* Begin Text excerpt *
Dialectic 'reasoning' is self 'justification' being put into social action (praxis).  It is the praxis (social action) of 'justifying' the child's carnal nature over and against the father's authority, negating the father's/Father's authority in the process.  Diaprax is man living with himself and the world in pleasure, in the 'moment,' as a child without parental restraint.

George Hegel wrote: "The child, contrary to appearance, is the absolute, the rationality of the relationship; he is what is enduring and everlasting, the totality which produces itself once again as such [once 'liberated' from the father's authority]."   (George Hegel, System of Ethical Life)  All of Hegel's ideology stems from this: the child's "feelings" (the affective domain), i.e. his "sense experience" of the 'moment,' where his "sense perception" of the world around him and his "sensuous (felt) need" (to be at-one-with it in pleasure, in the 'moment') drives him into 'reasoning' i.e. into dialectic 'reasoning,' i.e. 'justifying' himself, others, and the world as being "one" (over and against the father's authority), negating faith in the father's commands, rules, facts, and truth (faith in God) in the process.

According to dialectic 'reasoning' the Universal (society) lies hidden in the Particular (in the child who is not aware of the Universal which lies within him).  Without the father's authority (the father's resistance against the Universal, i.e. resisting the child's nature—which is common with all the children of the world) the child would never come to know his "self" as being in and for the Universal (society).  By the child resisting the father's authority, 'justifying' his "self,"  'liberating' his "self" with the world (with the "help" of a facilitator of 'change'), he comes to know his "self" as he is, i.e. in and for the Universal (society) only.  According to dialectic 'reasoning,' reality does not reside in the father's authority but in dialectic 'reasoning' itself, i.e. in the child's ability to 'justify' his "self" as being at-one-with the world, uniting with the world in consensus, 'liberating' (actualizing) his "self" and the world through his 'willful' participation in the social action (praxis) of negating the father's authority not only in his "self," i.e. in his feelings, thoughts, and actions but in his relationship with others and the world as well.
* End Text excerpt *
Exercise set:
- A) Do these statements agree with the passage on dialectic reasoning? Answer yes or no for each and quote the words from the passage that settle it.
(i) The passage attributes to Hegel the claim that the child is the absolute.
(ii) According to dialectic reasoning as the passage presents it, reality resides in the father's authority.
(iii) The passage states that the Universal lies hidden in the Particular.
- B) Can you take the passage on dialectic reasoning further, starting after its final sentence?
These rows come from a separate source.
* Begin Stored rows *
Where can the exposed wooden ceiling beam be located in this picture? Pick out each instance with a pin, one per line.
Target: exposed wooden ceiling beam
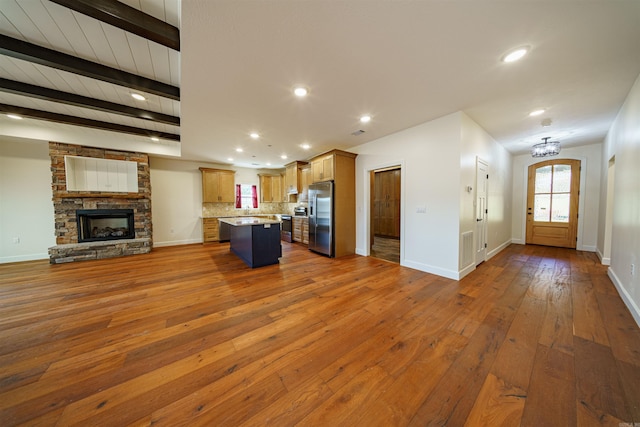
(51, 58)
(127, 18)
(79, 121)
(19, 88)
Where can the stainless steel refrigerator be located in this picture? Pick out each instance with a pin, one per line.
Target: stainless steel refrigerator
(321, 218)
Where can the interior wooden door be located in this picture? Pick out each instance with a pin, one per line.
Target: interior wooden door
(552, 203)
(386, 203)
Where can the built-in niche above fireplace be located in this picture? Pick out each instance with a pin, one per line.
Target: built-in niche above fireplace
(96, 225)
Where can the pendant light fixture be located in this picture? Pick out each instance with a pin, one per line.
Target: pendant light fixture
(546, 148)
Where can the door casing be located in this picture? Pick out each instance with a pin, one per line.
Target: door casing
(553, 233)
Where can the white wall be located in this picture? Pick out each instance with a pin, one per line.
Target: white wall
(26, 209)
(623, 142)
(588, 210)
(176, 201)
(429, 155)
(477, 143)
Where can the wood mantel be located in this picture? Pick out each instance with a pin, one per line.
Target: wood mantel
(92, 195)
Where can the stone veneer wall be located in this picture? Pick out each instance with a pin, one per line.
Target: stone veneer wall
(65, 204)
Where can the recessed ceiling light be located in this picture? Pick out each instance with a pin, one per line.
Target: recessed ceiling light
(516, 54)
(301, 91)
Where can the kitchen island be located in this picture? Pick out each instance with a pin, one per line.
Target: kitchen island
(255, 240)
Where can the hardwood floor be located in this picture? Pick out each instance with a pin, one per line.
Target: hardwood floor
(191, 336)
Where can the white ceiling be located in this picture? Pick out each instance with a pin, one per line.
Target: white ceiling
(402, 62)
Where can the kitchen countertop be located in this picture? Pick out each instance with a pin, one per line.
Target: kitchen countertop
(274, 217)
(248, 220)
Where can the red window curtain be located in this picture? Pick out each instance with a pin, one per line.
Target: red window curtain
(254, 196)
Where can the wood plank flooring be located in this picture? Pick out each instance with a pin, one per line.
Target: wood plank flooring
(190, 336)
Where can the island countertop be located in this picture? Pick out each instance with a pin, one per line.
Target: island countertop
(250, 220)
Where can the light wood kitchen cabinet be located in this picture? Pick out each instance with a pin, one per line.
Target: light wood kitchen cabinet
(300, 229)
(322, 167)
(340, 166)
(293, 179)
(218, 185)
(305, 231)
(305, 180)
(210, 229)
(270, 188)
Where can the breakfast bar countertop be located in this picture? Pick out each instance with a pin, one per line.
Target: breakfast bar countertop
(248, 220)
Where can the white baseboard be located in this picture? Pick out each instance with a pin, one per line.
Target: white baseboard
(626, 298)
(499, 249)
(21, 258)
(176, 243)
(449, 274)
(468, 269)
(603, 260)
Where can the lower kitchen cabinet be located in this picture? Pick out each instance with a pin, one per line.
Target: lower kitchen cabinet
(210, 230)
(300, 229)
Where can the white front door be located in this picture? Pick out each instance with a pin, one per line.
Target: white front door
(482, 180)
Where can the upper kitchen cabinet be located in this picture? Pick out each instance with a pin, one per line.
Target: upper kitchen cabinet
(270, 188)
(293, 182)
(305, 180)
(218, 185)
(322, 167)
(325, 166)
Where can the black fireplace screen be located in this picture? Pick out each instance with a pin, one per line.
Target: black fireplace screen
(105, 224)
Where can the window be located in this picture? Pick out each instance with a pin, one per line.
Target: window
(246, 196)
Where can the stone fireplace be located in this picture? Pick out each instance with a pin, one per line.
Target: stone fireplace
(83, 227)
(97, 225)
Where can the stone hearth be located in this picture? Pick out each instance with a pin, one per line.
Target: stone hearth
(66, 203)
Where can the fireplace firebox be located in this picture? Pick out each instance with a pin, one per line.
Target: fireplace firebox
(105, 224)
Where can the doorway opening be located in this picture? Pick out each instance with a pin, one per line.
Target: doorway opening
(385, 214)
(552, 203)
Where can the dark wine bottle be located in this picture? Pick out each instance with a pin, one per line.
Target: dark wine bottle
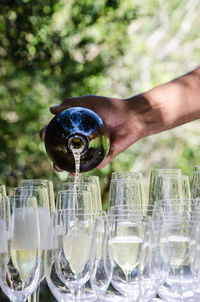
(77, 128)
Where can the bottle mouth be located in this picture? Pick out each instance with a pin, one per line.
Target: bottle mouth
(77, 142)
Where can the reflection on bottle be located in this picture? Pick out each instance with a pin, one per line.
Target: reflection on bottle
(77, 128)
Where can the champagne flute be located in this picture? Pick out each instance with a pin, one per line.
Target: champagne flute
(125, 243)
(90, 187)
(178, 285)
(32, 188)
(20, 265)
(125, 192)
(2, 190)
(44, 183)
(68, 255)
(172, 187)
(88, 180)
(100, 261)
(68, 200)
(153, 180)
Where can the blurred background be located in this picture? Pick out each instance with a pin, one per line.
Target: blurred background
(53, 49)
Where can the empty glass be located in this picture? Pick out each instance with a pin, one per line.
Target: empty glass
(2, 190)
(153, 180)
(100, 261)
(44, 183)
(125, 192)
* End Stored rows *
Set of answers:
- A)
(i) Yes: "The child, contrary to appearance, is the absolute"
(ii) No: "reality does not reside in the father's authority but in dialectic 'reasoning' itself"
(iii) Yes: "the Universal (society) lies hidden in the Particular"

- B)
"'The philosophy of praxis is the absolute secularization of thought, an absolute humanism of history.'"  (Antonio Gramsci, Selections from the PRISON NOTEBOOKS)   It is the removal of any external voice directing the child/man.  It is the child/man' justifying' himself, i.e. 'justifying' his own feelings, thoughts, and actions and his relationship with others and the world in the 'moment.'

"The dialectic [self 'justification'] will go on until we reach the absolute whole, that which includes everything within itself [of the world only], and so cannot possibly depend upon anything outside itself [upon the father, i.e. upon God] ."  (Frederick Beiser, Hegel)

Karl Marx wrote: "Once the earthly family [where the child is obedient to his father, judging other children according to his father's standards] is discovered to be the secret of the holy family [where the Son is obedient to His Father, calling all to follow him in doing the same], the former [the traditional family system with its father's authority (engendering prejudice)] must itself be annihilated [vernichtet] theoretically  [in the "thoughts" of the child] and practically [in accordance to (in agreement with) the laws of the flesh, i.e. what all children have in common]."  (Karl Marx, Theses On Feuerbach #4)

Sigmund Freud wrote: "'It is not really a decisive matter whether one has killed one's father or abstained from the deed,' if the function of the conflict and its consequences are the same."  "... the hatred against patriarchal suppression—a ‘barrier to incest,' ... the desire (for the sons) to return to the motherculminates in the rebellion of the exiled sons, the collective killing and devouring of the father, and the establishment of the brother clan," (Sigmund Freud as quoted in Herbart Marcuse, Eros and Civilization: A philosophical inquiry into Freud)

The "common" theme of dialectic 'reasoning' (from the garden of Eden on) is the child 1) "lusting" after the pleasures of the world (wanting to be "at-one-with" the world), 2) resenting (hating) the father's authority which prevents him from attaining it, 3) 'justifying' himself (his carnal nature) over and against the father's authority, negating the father's authority in his feelings, thoughts, and actions and in his relationship with himself, others, and the world in the process.  What "common-ism" and "common-unity" is all about is Hegel's, i.e. Kant's "lawfulness without law," where, through dialectic 'reasoning,' i.e. through "self" 'justification," the nature of the child/man, i.e. the law of the flesh negates the authority of the father/Father, i.e. the law of God.

"For all that is in the world, the lust of the flesh, and the lust of the eyes, and the pride of life, is not of the Father, but is of the world."  1 John 2:16

"Ye are they which justify yourselves before men; but God knoweth your hearts: for that which is highly esteemed among men is abomination in the sight of God."  Luke 16:15

"The heart is deceitful above all things, and desperately wicked: who can know it?" (Jeremiah 17:9)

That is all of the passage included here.